#### [ACTION ITEM]
The line containing "Greenhouse-scouting task: tag the bolt" and every line after it, through the last one below: output exactly these and nothing else.

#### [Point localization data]
====

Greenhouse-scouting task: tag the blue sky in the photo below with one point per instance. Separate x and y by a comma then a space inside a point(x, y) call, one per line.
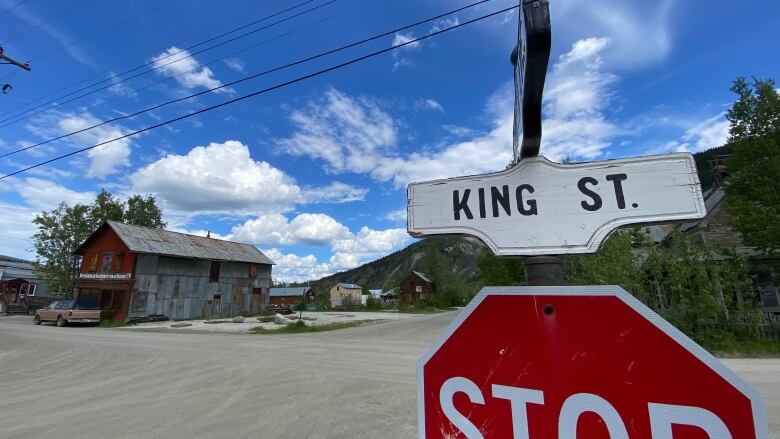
point(315, 173)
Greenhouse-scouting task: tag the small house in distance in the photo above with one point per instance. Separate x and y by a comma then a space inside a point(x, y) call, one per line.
point(416, 286)
point(341, 290)
point(141, 271)
point(291, 295)
point(22, 288)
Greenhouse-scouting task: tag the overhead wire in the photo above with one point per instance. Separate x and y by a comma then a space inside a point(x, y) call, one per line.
point(190, 47)
point(47, 21)
point(264, 90)
point(250, 77)
point(170, 78)
point(161, 66)
point(102, 31)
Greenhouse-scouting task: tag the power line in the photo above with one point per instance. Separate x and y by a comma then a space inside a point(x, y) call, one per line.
point(100, 104)
point(11, 9)
point(263, 91)
point(156, 67)
point(247, 78)
point(234, 30)
point(104, 30)
point(32, 28)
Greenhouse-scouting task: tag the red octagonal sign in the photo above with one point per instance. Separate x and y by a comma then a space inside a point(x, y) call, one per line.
point(577, 362)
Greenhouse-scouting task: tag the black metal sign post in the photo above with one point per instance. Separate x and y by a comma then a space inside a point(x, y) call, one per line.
point(531, 58)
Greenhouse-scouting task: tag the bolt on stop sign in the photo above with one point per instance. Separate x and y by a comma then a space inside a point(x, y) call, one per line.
point(577, 362)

====

#### [SOLUTION FOR THIS EXERCISE]
Greenhouse-scouting task: tag the bolt on stop sign in the photo above with one point per instance. Separate x and y by a comma then a space inside a point(x, y) call, one per line.
point(577, 362)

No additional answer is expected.